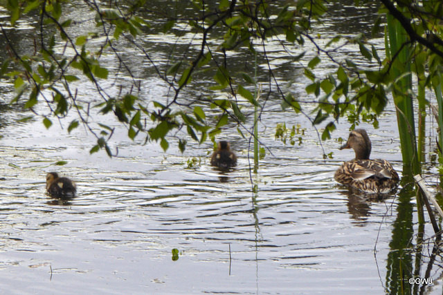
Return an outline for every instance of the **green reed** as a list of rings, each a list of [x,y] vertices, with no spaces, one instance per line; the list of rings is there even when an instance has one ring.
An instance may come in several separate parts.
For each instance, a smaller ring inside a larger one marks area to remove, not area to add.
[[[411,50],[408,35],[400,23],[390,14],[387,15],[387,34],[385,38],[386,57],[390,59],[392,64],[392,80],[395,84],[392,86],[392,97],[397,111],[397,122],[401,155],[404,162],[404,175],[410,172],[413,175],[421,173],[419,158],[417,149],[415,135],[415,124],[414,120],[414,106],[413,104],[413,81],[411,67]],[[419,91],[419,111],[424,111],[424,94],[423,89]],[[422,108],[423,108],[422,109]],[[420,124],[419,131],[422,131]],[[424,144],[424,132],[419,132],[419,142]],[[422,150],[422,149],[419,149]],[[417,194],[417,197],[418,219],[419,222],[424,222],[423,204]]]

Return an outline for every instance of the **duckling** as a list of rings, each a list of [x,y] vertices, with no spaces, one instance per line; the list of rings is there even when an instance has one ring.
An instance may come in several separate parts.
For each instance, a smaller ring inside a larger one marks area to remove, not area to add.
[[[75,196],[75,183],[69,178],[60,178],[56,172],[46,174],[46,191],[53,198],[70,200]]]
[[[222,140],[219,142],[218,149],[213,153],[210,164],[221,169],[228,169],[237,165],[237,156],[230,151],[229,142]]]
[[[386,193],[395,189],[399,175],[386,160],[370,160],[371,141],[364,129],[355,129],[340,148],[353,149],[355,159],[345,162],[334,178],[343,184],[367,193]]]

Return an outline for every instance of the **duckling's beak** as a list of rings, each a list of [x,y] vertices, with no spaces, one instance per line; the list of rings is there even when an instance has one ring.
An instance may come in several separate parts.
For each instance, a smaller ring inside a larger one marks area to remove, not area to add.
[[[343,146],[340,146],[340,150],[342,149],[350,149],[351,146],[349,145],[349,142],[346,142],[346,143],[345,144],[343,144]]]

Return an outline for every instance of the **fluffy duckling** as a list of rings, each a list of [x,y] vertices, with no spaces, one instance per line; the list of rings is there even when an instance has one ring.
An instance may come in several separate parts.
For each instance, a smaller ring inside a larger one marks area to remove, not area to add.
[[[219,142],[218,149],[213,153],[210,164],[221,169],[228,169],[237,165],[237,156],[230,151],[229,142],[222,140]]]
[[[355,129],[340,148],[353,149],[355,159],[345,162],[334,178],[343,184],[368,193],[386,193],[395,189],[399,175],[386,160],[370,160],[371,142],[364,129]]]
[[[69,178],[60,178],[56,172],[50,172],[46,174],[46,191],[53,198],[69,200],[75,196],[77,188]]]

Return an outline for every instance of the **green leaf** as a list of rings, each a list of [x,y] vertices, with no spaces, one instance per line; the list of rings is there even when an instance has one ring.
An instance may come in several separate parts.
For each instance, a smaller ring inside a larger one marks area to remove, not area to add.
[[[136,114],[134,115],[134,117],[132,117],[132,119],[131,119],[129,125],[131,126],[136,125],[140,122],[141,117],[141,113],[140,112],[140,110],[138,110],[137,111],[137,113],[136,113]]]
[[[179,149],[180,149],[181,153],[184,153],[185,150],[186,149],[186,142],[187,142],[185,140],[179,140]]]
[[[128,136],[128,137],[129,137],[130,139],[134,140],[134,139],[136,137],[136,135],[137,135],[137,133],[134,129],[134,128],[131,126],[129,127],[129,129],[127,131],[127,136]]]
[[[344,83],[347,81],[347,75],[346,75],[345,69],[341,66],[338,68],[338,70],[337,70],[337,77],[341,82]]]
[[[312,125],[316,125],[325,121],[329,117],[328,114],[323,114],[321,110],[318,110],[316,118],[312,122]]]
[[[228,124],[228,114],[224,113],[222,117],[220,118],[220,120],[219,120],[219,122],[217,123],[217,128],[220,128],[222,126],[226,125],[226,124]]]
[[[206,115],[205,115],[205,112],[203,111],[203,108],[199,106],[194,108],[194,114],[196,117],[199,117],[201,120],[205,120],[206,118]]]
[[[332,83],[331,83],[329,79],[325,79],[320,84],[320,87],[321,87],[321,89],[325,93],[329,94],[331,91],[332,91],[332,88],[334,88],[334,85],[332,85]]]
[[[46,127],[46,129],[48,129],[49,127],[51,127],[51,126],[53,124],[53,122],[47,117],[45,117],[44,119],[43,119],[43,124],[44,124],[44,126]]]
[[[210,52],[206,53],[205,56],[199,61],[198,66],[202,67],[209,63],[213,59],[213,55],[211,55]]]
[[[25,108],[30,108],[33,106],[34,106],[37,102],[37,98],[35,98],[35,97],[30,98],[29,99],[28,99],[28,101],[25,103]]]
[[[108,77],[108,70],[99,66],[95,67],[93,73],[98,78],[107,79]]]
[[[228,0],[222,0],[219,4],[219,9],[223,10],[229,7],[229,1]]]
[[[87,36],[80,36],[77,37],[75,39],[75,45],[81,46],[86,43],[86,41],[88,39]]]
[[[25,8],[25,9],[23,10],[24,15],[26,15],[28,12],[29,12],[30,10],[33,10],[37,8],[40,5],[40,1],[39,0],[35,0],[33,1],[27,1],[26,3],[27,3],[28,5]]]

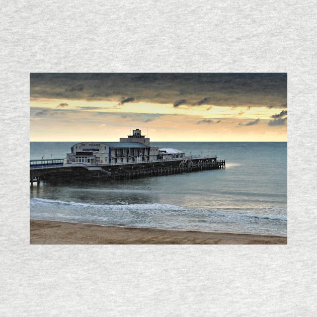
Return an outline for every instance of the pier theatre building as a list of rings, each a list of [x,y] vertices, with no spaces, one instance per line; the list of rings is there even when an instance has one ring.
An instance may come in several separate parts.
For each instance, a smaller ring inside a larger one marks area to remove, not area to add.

-=-=-=-=-

* [Work to complete]
Copy out all of the records above word for word, leaving out the pictures.

* [Solved problem]
Return an outline for every instance of the **green reed** as a list of rings, each a list of [x,y] vertices, with no spaces, one instance per line; the list of rings is there even when an instance has one ring.
An instance may come in several separate parts.
For each instance, a smaller ring inside a larger one marks area to remove, not area to add.
[[[411,50],[408,35],[400,23],[390,14],[387,15],[387,34],[385,38],[386,57],[390,59],[392,64],[392,80],[395,84],[392,86],[392,97],[397,111],[397,122],[401,155],[404,162],[404,175],[410,172],[413,175],[421,173],[419,158],[417,149],[415,135],[415,124],[414,120],[414,106],[413,104],[413,81],[411,67]],[[419,91],[419,111],[424,111],[424,94],[423,89]],[[422,108],[423,108],[422,109]],[[420,124],[419,131],[422,131]],[[424,144],[424,132],[419,132],[419,142]],[[422,150],[422,149],[419,149]],[[417,194],[417,197],[418,219],[419,222],[424,222],[423,204]]]

Return an outline for every instance of the **duckling** as a list of rings, each a list of [x,y] vertices, with no spaces, one instance per line; the list of rings is there even when an instance has one ring.
An instance may come in several separate parts.
For each instance, a smaller ring inside a larger one marks area to remove, not area to add.
[[[75,196],[75,183],[69,178],[60,178],[56,172],[46,174],[46,191],[53,198],[70,200]]]
[[[222,140],[219,142],[218,149],[213,153],[210,164],[221,169],[228,169],[237,165],[237,156],[230,151],[229,142]]]
[[[386,193],[395,189],[399,175],[386,160],[370,160],[371,141],[364,129],[355,129],[340,148],[353,149],[355,159],[345,162],[334,178],[343,184],[367,193]]]

Return an outline for every instance of the **duckling's beak** as a list of rings, each a list of [x,y] vertices, with no spaces, one instance per line; the list of rings is there even when an instance has one ring.
An instance may come in several separate parts.
For each instance, a smaller ring inside a larger one marks area to remove, not area to add.
[[[343,146],[340,146],[340,150],[342,149],[350,149],[351,146],[349,145],[349,142],[346,142],[346,143],[345,144],[343,144]]]

Return an outline for every instance of the **fluffy duckling** as a list of rings, each a list of [x,y] vertices, with no spaces, one instance per line; the list of rings is there even when an instance has one ring.
An instance may come in several separate parts.
For each instance, a smaller ring inside a larger one marks area to remove, not area to add.
[[[219,142],[218,149],[213,153],[210,164],[221,169],[228,169],[237,165],[237,156],[230,151],[229,142],[222,140]]]
[[[355,129],[340,148],[353,149],[355,159],[345,162],[334,178],[343,184],[368,193],[386,193],[395,189],[399,175],[386,160],[370,160],[371,142],[364,129]]]
[[[69,178],[60,178],[56,172],[50,172],[46,174],[46,191],[53,198],[69,200],[75,196],[77,188]]]

Return an outline for every instance of the **green leaf** as a list of rings, each a list of [x,y] vertices, with no spaces, one instance per line; the list of rings is there even when an instance has one ring.
An instance may come in several separate parts.
For each instance, a smaller ring inside a larger one marks area to remove, not area to add.
[[[136,114],[134,115],[134,117],[132,117],[132,119],[131,119],[129,125],[131,126],[136,125],[140,122],[141,117],[141,113],[140,112],[140,110],[138,110],[137,111],[137,113],[136,113]]]
[[[179,149],[180,149],[181,153],[184,153],[185,150],[186,149],[186,142],[187,142],[185,140],[179,140]]]
[[[128,136],[128,137],[129,137],[130,139],[134,140],[134,139],[136,137],[136,135],[137,135],[137,133],[134,129],[134,128],[131,126],[129,127],[129,129],[127,131],[127,136]]]
[[[344,83],[347,81],[347,75],[346,75],[345,69],[341,66],[338,68],[338,70],[337,70],[337,77],[341,82]]]
[[[312,125],[316,125],[325,121],[329,117],[328,114],[323,114],[321,110],[318,110],[316,118],[312,122]]]
[[[228,124],[228,114],[224,113],[222,117],[220,118],[220,120],[219,120],[219,122],[217,123],[217,128],[220,128],[222,126],[226,125],[226,124]]]
[[[206,115],[205,115],[205,112],[203,111],[203,108],[199,106],[194,108],[194,114],[196,117],[199,117],[201,120],[205,120],[206,118]]]
[[[332,83],[331,83],[329,79],[325,79],[320,84],[320,87],[321,87],[321,89],[325,93],[329,94],[331,91],[332,91],[332,88],[334,88],[334,85],[332,85]]]
[[[46,127],[46,129],[48,129],[49,127],[51,127],[51,126],[53,124],[53,122],[47,117],[45,117],[44,119],[43,119],[43,124],[44,124],[44,126]]]
[[[210,52],[206,53],[205,56],[199,61],[198,66],[202,67],[209,63],[213,59],[213,55],[211,55]]]
[[[25,108],[30,108],[33,106],[34,106],[37,102],[37,98],[35,98],[35,97],[30,98],[29,99],[28,99],[28,101],[25,103]]]
[[[108,77],[108,70],[99,66],[95,67],[93,73],[98,78],[107,79]]]
[[[228,0],[222,0],[219,4],[219,9],[223,10],[229,7],[229,1]]]
[[[87,36],[80,36],[77,37],[75,39],[75,45],[81,46],[86,43],[86,41],[88,39]]]
[[[25,8],[25,9],[23,10],[24,15],[26,15],[28,12],[29,12],[30,10],[33,10],[37,8],[40,5],[40,1],[39,0],[35,0],[33,1],[27,1],[26,3],[27,3],[28,5]]]

Return an outline for every instance of the pier theatre building as a list of rings, each a list of [x,y] vertices, with no spaces, one instance per line; the list of rings is there even when an instance has one ring.
An instance may come in several separate parts.
For each instance, a smaller ring inside a larger one marks area to remove, not area to add.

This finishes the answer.